═════ Supplied passage ═════

In [1]:
from transformers import AutoModelForSeq2SeqLM, AutoTokenizer

model_folder = '../FineTuning/FinetunedModels/RUCAIBox_mvp-data-to-text'
model = AutoModelForSeq2SeqLM.from_pretrained(model_folder)
tok = AutoTokenizer.from_pretrained(model_folder)

Special tokens have been added in the vocabulary, make sure the associated word embeddings are fine-tuned or trained.


In [2]:
def reformatData(arr):
    prompt = 'Write a live blog post describing the following events in a Formula 1 race: '
    for obj in arr:
        i = str(arr.index(obj) + 1)
        sub, act, obj = obj['subject'], obj['action'], obj['object']
        sub_i, act_i, obj_i = 'Agent' + i, 'Action' + i, 'Object' + i
        try:
            sub_cats = [list(s.keys()) for s in sub][0]
            sub_ents = [list(s.values()) for s in sub][0]
        except IndexError: continue
        for p in range(len(sub_cats)):
            cat, ent = sub_cats[p], sub_ents[p]
            if not ent: continue
            if type(ent) == list:
                ent = ', '.join(ent)
                cat += 's'
            prompt += sub_i + ' | ' + cat + ' | ' + str(ent) + ' [SEP] '
        prompt += act_i + ' | ' + act + ' [SEP] '
        for key in obj:
            obj_cat, obj_lst = key, obj[key]
            for obj_ent in obj_lst:
                prompt += obj_i + ' | ' + obj_cat + ' | ' + obj_ent + ' [SEP] '
    return prompt[:-7]

In [3]:
def generatePosts(prompts):
    model_inputs = tok(prompts, return_tensors='pt', padding=True)
    model_output = model.generate(**model_inputs, max_new_tokens=500)

═════

Required actions:
1. In the notebook code, explain what the slice in the last line of reformatData removes from the prompt, using how the prompt is built to show why.
2. Decide whether each statement agrees with the notebook code, answering yes or no and quoting the words that decide it: (a) the model and the tokenizer are loaded from the same folder; (b) generatePosts caps output at 200 new tokens; (c) an entry with an empty subject list raises an error that halts reformatData.
3. Print the stretch of the notebook code from "tok = AutoTokenizer.from_pretrained(model_folder)" through "str(arr.index(obj) + 1)".

═════ Data ═════

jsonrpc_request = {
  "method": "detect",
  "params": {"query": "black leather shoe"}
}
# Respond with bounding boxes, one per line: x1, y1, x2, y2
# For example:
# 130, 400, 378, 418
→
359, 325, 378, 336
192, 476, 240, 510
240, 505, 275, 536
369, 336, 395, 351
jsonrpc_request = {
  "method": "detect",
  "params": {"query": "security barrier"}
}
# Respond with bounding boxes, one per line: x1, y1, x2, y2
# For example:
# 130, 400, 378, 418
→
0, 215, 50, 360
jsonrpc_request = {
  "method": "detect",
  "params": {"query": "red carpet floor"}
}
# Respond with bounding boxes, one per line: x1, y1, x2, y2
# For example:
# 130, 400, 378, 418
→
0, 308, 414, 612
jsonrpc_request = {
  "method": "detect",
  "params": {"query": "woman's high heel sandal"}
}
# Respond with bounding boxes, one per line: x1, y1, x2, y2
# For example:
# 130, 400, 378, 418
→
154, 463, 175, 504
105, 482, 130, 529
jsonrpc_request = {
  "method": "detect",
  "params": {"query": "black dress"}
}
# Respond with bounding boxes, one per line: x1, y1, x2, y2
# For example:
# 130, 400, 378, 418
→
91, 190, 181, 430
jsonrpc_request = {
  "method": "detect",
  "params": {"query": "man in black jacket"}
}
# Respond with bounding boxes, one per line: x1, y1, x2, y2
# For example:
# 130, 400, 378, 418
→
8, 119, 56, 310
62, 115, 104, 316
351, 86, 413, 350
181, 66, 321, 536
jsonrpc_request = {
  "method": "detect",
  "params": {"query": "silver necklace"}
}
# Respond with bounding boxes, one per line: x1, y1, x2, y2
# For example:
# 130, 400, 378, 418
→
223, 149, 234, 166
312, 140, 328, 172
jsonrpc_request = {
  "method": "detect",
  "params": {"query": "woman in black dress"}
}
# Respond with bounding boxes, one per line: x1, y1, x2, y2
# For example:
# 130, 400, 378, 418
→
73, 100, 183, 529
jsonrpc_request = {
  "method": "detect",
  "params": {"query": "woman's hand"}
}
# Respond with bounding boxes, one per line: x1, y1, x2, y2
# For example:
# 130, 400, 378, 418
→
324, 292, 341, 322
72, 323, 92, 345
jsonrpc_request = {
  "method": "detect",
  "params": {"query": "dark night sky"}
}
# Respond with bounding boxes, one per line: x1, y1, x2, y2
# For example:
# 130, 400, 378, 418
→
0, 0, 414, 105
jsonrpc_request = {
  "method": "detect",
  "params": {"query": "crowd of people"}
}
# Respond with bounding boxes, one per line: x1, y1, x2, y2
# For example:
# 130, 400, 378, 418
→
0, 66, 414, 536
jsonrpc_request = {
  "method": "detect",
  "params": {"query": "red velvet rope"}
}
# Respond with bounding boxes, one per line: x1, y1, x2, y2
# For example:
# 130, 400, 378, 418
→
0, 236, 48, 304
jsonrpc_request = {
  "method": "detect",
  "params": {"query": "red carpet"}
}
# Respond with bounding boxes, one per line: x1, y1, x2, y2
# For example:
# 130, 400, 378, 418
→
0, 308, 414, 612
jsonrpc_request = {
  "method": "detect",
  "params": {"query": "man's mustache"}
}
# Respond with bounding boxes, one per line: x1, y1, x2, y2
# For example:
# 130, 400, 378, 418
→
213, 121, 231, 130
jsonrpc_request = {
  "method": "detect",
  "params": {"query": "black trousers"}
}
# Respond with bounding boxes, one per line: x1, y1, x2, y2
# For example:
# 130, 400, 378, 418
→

═════

Results of the exercise:
1. Each piece added to the prompt ends with ' [SEP] ', which is seven characters: a space, "[SEP]", and a space. The slice prompt[:-7] removes that trailing separator left after the final piece.

2.
(a) Yes: "model = AutoModelForSeq2SeqLM.from_pretrained(model_folder)" and "tok = AutoTokenizer.from_pretrained(model_folder)"
(b) No: "max_new_tokens=500"
(c) No: "except IndexError: continue"

3.
tok = AutoTokenizer.from_pretrained(model_folder)

Special tokens have been added in the vocabulary, make sure the associated word embeddings are fine-tuned or trained.


In [2]:
def reformatData(arr):
    prompt = 'Write a live blog post describing the following events in a Formula 1 race: '
    for obj in arr:
        i = str(arr.index(obj) + 1)